§ **Extract to read**
## start
I think that you've overplayed the case. Using a do block instead of an anonymous block makes it look more complicated than it is.
Even wrapping a local var in a bare block is rarely necessary. Most code is nested at some level in a if or while or other loop block or subroutine body.
On the rare occasions that it is at the top level of a program or module, if you really want it to be garbage collected, undef is better (in that it will actually achieve something) anyway.
## end
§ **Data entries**
## start
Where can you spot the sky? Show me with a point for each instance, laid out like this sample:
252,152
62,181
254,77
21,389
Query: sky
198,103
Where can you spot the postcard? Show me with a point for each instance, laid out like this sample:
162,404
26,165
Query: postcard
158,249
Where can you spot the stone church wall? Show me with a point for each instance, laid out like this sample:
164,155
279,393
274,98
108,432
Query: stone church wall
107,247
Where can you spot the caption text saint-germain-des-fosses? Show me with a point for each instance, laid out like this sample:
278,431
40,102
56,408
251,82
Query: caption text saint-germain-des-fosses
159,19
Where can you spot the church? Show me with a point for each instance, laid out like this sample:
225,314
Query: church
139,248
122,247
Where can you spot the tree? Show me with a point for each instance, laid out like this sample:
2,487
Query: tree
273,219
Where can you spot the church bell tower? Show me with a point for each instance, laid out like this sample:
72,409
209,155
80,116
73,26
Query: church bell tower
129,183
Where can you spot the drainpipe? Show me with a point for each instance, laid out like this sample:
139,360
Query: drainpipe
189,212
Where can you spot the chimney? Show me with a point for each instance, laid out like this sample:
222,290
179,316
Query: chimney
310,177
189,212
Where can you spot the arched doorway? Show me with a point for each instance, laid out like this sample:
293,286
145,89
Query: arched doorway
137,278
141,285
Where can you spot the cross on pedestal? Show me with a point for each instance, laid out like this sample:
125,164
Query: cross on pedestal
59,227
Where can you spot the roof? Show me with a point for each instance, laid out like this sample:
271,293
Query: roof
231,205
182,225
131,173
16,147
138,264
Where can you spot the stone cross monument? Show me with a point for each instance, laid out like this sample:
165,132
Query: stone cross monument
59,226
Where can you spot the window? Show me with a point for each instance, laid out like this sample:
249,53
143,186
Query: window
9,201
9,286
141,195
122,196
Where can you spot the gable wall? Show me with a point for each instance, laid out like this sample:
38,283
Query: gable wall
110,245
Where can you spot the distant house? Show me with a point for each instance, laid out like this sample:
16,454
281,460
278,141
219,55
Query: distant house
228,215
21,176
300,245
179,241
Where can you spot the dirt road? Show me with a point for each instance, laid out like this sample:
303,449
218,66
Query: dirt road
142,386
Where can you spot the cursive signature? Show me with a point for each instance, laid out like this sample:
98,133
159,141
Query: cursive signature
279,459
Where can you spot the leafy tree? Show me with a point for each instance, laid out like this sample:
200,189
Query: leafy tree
## end
§ **What you should do**
In the comment on blocks, what does the writer say is better for a variable at the top level of a program or module that you want garbage collected? The rows have nothing to do with any of this.

§ **Correct output**
Using undef is better, because it will actually achieve something.